# Text provided
▼

While Canadian Armed Forces (CAF) members were being bullied and punished — some sadistically — for refusing the COVID-19 vaccine, Gen. Wayne Eyre, chief of the defense staff, piled on.
Eyre said refusals by serving members to follow orders “raises questions about your suitability to serve in uniform.” He essentially disparaged the integrity of members who served well and loyally, some for decades, while warning them to take the jab or face release.
“It's dangerous in the military to have legal orders disobeyed. It's a very slippery slope,” Eyre told the Canadian Press last October.
Does the question about suitability to serve in uniform now apply to Eyre who enforced a mandate that, according to a tribunal, violated the Canadian Charter of Rights and Freedoms?
The Military Grievances External Review Committee (MGERC) determined that the military’s vaccine policy was “overly broad” and its implementation was “disproportionate” when it ruled on three of 157 grievance cases before it.
MGERC member Nina Frid wrote that the disputed provisions in the policy were “unconstitutional and therefore invalid” and impacted the “livelihood, and physical and psychological integrity of the complainants.”
Specifically, the committee deemed that the policy violated rights — life, liberty, and the security of a person — Section 7 of the Charter protects, and the limitation of these rights weren’t in accordance with fundamental justice.
As well, she said the limitations imposed weren’t justified under Section 1 of the Charter that protects rights and freedoms subject to reasonable limits.
Frid wrote there was justification for a vaccine mandate to reduce the “the likelihood of becoming seriously ill or dying” from COVID-19.

▲

# Dataset extract

▼

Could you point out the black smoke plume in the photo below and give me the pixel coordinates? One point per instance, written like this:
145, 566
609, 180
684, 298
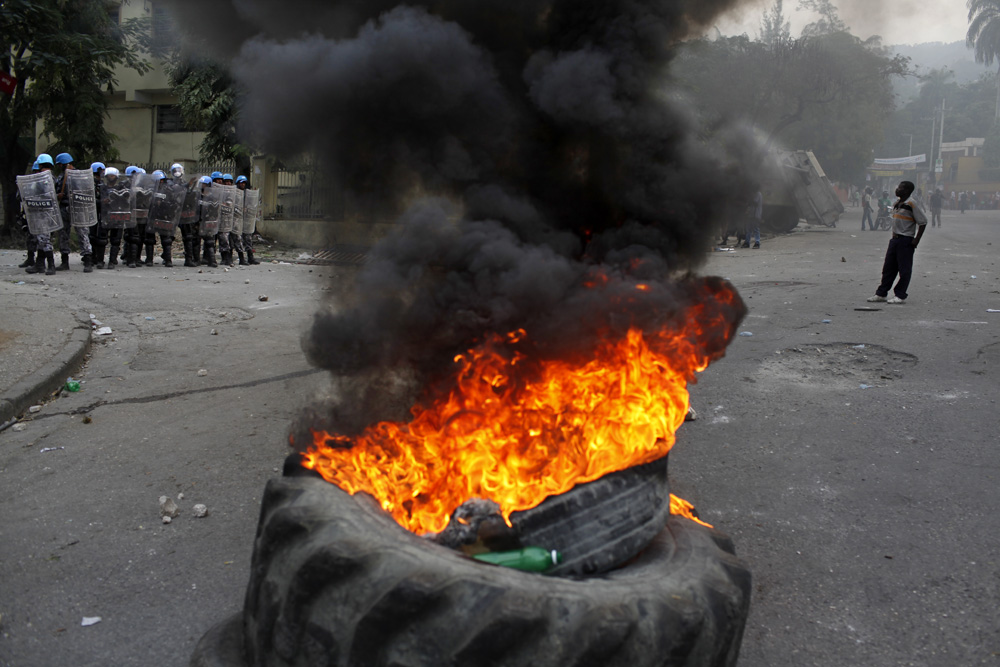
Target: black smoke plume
524, 146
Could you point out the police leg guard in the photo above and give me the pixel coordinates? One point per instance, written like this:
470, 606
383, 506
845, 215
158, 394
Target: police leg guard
39, 264
188, 252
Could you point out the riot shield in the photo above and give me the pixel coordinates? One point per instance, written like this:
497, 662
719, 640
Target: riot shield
192, 203
251, 208
117, 199
80, 193
38, 195
165, 211
238, 212
144, 187
228, 201
211, 210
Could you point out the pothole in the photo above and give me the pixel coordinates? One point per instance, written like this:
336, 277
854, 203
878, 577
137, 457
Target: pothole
835, 366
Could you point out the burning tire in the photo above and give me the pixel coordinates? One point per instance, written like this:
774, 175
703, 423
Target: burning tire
335, 581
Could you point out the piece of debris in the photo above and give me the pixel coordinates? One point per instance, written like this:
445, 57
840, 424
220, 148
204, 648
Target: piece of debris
168, 508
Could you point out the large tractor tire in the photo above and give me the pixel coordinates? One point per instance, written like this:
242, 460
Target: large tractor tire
336, 582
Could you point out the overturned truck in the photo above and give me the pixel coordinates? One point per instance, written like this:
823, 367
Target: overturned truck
795, 187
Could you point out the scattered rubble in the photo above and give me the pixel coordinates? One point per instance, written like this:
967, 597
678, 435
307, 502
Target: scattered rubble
168, 508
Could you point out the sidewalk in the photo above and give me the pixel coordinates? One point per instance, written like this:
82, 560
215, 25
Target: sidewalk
43, 340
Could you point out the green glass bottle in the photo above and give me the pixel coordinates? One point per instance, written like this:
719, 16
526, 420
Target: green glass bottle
529, 559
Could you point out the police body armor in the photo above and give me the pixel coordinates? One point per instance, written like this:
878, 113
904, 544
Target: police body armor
38, 194
144, 188
117, 202
228, 202
211, 210
80, 195
165, 211
251, 209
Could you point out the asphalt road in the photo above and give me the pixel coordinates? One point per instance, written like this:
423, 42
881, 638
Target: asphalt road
859, 483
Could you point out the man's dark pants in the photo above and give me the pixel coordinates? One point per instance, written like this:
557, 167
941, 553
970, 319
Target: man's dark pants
898, 261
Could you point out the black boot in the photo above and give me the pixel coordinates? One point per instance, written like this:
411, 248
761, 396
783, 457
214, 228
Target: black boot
39, 265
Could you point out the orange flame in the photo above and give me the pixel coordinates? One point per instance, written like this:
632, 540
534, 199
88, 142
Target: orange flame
517, 431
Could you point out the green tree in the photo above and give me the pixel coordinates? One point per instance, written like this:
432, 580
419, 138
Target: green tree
63, 54
209, 101
984, 36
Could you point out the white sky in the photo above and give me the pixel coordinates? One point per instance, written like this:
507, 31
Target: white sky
897, 21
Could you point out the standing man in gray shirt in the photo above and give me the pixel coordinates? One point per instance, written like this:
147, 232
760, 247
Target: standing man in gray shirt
908, 224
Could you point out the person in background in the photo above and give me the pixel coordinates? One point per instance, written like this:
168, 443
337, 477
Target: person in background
755, 212
937, 201
908, 225
866, 206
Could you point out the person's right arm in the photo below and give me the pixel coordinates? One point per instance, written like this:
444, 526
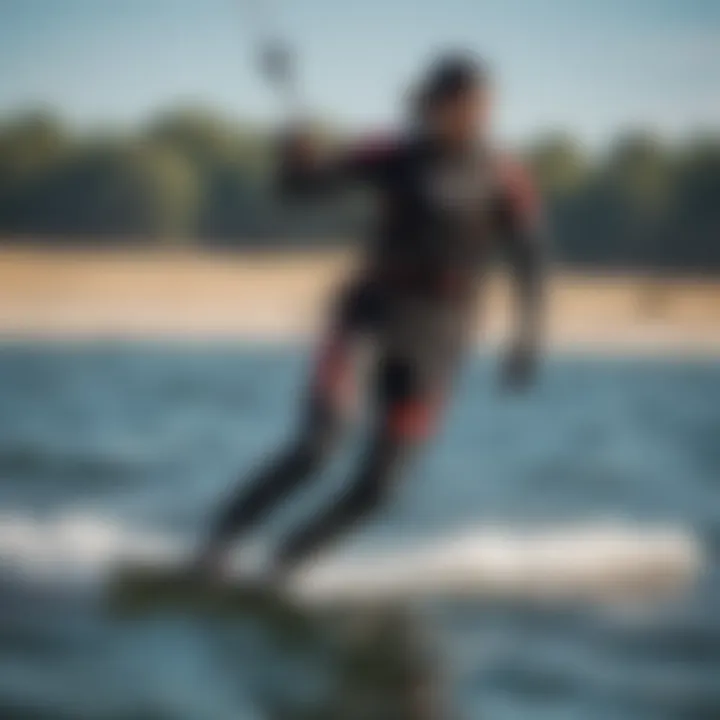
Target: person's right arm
306, 171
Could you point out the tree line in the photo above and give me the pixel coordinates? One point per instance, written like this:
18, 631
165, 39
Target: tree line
192, 177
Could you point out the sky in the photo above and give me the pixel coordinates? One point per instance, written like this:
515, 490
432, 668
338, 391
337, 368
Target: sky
592, 68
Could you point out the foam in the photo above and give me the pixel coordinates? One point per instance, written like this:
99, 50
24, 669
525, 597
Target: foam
599, 561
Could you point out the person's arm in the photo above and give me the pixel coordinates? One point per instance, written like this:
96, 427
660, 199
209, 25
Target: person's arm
523, 235
306, 171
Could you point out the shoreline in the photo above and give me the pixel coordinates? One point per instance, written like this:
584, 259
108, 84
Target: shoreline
114, 295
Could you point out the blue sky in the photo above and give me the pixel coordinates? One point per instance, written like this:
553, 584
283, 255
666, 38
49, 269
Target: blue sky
587, 66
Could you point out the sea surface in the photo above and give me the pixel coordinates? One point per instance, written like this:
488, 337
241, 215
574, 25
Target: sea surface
149, 436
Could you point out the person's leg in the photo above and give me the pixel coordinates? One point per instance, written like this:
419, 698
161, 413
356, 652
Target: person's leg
407, 414
320, 429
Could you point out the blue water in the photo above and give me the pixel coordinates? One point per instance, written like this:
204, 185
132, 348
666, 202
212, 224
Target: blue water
152, 435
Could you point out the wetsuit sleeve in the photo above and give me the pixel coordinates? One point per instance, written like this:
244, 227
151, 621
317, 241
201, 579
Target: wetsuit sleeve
523, 237
304, 172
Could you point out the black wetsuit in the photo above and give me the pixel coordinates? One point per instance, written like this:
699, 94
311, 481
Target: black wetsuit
441, 215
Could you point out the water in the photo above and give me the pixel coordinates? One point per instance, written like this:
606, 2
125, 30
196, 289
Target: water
150, 436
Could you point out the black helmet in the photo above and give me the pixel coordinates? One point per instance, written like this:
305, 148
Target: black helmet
451, 75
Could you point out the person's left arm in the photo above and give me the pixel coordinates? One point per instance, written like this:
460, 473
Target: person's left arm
522, 233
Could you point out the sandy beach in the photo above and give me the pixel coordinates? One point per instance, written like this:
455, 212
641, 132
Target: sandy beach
80, 294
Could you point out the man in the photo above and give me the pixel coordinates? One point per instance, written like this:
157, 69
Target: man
446, 200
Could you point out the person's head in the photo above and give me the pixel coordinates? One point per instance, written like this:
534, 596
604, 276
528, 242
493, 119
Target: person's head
453, 101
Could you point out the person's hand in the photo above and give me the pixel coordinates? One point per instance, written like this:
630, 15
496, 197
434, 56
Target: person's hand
519, 366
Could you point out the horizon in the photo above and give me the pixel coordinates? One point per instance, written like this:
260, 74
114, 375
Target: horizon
554, 70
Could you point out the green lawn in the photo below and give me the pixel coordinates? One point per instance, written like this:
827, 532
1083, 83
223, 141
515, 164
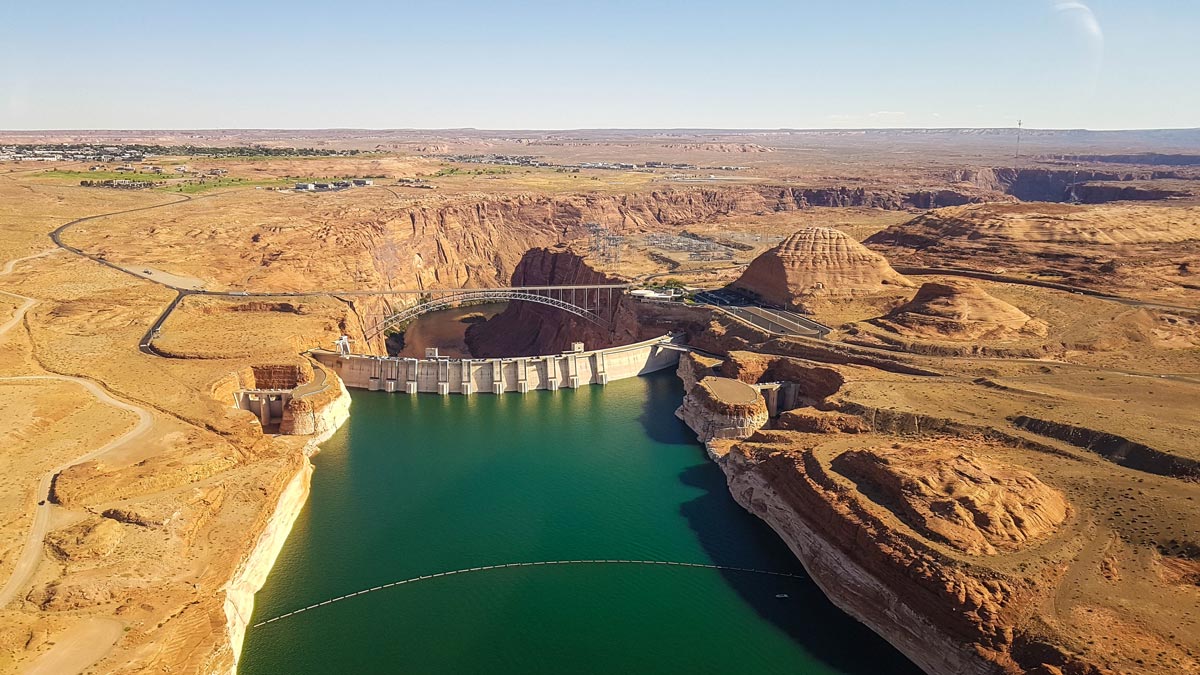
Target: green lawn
77, 175
223, 181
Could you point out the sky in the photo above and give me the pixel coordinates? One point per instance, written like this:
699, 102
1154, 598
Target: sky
749, 64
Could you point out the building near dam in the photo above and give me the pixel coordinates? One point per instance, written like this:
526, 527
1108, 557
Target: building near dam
439, 375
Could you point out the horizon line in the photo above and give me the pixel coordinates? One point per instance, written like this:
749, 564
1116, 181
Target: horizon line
563, 130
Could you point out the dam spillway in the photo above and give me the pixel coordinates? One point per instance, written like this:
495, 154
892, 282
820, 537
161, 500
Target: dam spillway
568, 370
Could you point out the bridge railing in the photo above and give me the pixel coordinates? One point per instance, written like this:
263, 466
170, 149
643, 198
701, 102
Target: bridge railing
589, 303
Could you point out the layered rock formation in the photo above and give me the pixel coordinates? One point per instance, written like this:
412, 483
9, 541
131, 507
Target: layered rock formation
533, 329
817, 262
973, 505
959, 310
1066, 185
1147, 251
970, 549
721, 407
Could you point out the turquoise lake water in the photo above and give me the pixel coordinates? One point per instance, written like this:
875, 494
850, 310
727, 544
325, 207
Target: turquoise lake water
414, 485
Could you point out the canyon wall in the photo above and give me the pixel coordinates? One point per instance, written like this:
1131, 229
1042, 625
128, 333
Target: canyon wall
1063, 185
526, 329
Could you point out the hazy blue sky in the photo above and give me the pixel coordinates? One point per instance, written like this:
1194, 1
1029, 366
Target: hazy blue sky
163, 64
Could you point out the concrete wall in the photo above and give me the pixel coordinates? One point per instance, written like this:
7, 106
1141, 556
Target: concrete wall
499, 376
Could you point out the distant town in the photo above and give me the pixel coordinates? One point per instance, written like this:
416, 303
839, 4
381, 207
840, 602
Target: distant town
138, 153
538, 162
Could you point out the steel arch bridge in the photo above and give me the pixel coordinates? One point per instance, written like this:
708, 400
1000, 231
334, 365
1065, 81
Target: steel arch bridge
591, 303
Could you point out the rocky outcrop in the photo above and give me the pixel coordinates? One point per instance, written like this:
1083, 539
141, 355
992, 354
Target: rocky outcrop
721, 408
88, 539
817, 262
811, 420
959, 310
934, 613
1125, 249
1066, 185
526, 329
977, 506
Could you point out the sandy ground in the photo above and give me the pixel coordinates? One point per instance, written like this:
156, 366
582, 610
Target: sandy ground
77, 647
156, 440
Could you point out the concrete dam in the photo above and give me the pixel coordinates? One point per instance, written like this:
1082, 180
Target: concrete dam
568, 370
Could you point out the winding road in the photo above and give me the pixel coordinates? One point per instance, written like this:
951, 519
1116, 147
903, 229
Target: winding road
31, 553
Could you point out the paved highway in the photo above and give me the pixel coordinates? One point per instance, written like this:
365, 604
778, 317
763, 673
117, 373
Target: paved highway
763, 316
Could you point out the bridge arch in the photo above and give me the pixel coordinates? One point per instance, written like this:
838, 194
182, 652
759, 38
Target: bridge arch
550, 296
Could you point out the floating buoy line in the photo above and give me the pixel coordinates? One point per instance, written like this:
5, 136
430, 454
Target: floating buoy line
509, 565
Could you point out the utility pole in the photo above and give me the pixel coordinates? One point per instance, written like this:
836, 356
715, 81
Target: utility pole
1019, 124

▲

# Exercises
a. In the text on the military vaccine mandate ruling, how many grievance cases did the review committee rule on, out of how many before it?
b. From the text on the military vaccine mandate ruling, repeat the passage beginning at the words "The Military Grievances" and stopping after "cases before it.".

# Response list
a. It ruled on three of the 157 grievance cases before it.

b.
The Military Grievances External Review Committee (MGERC) determined that the military’s vaccine policy was “overly broad” and its implementation was “disproportionate” when it ruled on three of 157 grievance cases before it.